[WORK TASK] Below are records; reproduce exactly the lines from the one containing "of the lawn" through the end, both included, and only those.

[DATA SECTION]
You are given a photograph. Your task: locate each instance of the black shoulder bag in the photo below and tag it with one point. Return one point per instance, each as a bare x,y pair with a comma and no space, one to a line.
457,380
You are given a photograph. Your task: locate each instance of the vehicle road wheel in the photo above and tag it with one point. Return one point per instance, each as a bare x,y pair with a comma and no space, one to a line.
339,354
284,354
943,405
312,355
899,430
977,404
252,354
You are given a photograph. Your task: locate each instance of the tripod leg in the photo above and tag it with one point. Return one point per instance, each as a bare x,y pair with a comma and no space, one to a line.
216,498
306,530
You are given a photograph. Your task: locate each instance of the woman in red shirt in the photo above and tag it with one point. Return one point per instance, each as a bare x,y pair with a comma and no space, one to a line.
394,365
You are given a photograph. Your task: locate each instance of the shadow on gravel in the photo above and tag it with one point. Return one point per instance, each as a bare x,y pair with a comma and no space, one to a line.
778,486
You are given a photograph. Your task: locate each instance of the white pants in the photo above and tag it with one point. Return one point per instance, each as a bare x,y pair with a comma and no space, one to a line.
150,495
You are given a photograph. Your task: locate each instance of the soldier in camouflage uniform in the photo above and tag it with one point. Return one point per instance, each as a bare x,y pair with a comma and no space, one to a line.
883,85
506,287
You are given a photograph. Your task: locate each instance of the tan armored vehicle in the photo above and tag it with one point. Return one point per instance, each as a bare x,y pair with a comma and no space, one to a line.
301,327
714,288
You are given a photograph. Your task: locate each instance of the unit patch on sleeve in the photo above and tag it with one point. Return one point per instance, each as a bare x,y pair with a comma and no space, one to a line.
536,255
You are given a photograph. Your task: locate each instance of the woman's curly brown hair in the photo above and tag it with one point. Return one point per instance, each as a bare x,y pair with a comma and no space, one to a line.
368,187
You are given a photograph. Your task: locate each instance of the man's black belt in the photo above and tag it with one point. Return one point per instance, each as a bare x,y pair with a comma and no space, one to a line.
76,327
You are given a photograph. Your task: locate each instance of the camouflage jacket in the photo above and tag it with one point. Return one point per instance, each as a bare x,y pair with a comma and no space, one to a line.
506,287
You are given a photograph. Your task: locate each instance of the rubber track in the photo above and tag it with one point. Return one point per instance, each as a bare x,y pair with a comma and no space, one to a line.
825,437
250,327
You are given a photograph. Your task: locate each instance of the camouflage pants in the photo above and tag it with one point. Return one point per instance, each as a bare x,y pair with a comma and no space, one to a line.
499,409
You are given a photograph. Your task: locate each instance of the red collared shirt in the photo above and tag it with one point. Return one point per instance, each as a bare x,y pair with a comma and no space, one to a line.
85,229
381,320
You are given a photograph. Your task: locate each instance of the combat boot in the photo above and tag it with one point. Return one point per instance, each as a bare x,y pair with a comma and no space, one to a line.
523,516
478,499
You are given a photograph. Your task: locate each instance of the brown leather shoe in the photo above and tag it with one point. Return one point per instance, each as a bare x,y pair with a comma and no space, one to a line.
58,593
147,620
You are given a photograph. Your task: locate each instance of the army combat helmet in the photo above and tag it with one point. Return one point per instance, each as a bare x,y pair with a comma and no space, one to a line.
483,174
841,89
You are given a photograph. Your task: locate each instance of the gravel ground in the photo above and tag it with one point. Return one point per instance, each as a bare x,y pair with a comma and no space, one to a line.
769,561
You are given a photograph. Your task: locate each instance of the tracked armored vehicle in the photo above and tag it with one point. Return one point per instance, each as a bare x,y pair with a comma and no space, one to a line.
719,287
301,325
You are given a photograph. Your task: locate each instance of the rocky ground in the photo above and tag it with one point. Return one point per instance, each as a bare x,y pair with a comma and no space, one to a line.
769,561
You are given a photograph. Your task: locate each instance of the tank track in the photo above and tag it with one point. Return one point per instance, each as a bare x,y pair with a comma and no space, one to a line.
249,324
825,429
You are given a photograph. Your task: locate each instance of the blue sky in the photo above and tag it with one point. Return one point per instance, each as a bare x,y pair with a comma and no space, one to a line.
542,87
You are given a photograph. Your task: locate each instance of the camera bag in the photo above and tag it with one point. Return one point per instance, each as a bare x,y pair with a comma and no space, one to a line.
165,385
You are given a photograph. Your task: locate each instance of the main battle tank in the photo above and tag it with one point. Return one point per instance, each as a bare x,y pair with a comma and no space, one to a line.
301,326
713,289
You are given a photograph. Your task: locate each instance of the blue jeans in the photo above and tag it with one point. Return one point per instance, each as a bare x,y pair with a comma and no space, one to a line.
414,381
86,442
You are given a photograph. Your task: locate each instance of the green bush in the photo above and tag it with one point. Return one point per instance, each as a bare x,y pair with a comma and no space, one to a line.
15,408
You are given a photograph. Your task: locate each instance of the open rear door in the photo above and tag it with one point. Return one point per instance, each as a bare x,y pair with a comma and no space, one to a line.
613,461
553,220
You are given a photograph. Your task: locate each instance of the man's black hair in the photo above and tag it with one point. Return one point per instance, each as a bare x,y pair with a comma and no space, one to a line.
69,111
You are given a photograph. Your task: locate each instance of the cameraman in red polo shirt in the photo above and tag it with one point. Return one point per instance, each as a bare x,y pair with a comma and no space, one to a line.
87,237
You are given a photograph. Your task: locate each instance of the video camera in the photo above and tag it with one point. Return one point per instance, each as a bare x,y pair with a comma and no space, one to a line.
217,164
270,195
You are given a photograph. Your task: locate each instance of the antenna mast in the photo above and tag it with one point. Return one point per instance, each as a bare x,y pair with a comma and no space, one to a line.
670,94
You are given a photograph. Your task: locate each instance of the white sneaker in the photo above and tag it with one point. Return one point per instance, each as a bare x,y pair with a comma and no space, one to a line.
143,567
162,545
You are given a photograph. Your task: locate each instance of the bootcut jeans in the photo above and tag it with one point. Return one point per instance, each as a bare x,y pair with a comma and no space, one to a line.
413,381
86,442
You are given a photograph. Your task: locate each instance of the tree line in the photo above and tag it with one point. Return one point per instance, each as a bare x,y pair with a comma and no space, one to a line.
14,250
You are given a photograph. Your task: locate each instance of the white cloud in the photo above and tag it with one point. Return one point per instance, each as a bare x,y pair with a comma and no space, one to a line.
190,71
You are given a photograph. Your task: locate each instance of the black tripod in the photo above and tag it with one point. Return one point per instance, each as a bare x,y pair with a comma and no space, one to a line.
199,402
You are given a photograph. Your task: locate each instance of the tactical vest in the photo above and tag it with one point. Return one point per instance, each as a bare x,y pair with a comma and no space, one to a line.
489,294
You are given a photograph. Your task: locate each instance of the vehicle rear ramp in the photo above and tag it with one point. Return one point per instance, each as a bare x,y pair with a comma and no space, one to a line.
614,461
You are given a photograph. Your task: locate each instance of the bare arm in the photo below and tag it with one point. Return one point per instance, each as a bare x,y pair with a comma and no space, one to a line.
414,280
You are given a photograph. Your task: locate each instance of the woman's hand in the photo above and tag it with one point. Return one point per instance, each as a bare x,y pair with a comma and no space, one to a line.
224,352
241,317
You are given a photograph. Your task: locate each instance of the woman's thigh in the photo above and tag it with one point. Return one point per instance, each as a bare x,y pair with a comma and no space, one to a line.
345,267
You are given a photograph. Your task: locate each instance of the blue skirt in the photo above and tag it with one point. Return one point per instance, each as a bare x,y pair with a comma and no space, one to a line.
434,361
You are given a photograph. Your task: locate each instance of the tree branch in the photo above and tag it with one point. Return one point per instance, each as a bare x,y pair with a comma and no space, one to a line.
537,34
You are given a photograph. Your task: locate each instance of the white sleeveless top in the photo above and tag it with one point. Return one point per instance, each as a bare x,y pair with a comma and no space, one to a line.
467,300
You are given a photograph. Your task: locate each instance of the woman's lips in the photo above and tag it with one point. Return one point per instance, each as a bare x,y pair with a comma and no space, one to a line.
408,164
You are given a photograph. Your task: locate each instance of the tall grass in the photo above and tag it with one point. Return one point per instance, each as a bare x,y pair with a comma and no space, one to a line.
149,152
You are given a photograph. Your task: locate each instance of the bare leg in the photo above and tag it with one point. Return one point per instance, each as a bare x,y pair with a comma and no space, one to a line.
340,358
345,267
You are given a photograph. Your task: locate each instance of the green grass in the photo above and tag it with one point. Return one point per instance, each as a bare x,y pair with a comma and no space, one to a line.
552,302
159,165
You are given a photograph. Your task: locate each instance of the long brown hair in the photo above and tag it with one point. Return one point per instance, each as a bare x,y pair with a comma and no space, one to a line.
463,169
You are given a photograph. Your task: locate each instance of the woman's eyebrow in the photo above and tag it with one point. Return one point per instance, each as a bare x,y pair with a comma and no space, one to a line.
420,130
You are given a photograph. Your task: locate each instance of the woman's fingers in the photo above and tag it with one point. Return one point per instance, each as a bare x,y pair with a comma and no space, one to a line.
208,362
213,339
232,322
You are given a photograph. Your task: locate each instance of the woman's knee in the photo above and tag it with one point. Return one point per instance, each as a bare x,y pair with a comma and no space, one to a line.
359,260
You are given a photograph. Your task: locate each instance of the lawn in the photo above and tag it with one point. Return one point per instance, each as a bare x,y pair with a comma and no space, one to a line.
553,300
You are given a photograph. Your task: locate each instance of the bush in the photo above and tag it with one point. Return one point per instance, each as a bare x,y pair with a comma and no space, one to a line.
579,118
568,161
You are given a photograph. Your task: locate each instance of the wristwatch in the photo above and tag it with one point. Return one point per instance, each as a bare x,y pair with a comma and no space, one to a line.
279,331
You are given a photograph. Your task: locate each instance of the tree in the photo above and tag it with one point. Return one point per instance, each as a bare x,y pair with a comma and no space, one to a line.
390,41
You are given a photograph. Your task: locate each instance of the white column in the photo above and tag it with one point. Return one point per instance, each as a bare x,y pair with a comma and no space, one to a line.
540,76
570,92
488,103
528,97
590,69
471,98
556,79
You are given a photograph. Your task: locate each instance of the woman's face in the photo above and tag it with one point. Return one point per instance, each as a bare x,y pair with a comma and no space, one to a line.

[RESPONSE TO THE EXERCISE]
You are given a photograph. Your task: locate each instance of the lawn in the photo above and tag it with one point. Return one point per instance, each as a bare x,y pair with a comma and no space, one to a line.
553,300
You are given a photograph. Your task: locate each instance of the bush in the photo above and tag it with one point. Return one point per instance, each as a bare x,y pair with a comma and no space, one to a line.
579,118
568,161
You are given a photograph. Your task: locate each instance of the wristwatch in the photo above and tag it with one point. Return one point per instance, each as a bare x,y pair with a comma and no space, one to a line.
279,331
You are given a photograph. Your task: locate each instance of the tree in the photo above and tag it with one point. Return one point per instance, each as a bare x,y pair with a comma and no space, one to a line.
390,41
You are given a photograph. Your task: locate each instance of the white column in the photo above and tag it with one point. Return one point per instance, each as a bare x,y pair with a comma and no space, one to a line.
540,76
570,92
488,103
528,97
590,69
471,98
556,79
You are given a photograph. Your task: locate each instance of the woman's face in the photo above and tag it with one point. Return one point per instance, each as a bare x,y pair with a comma and no space, one to a line.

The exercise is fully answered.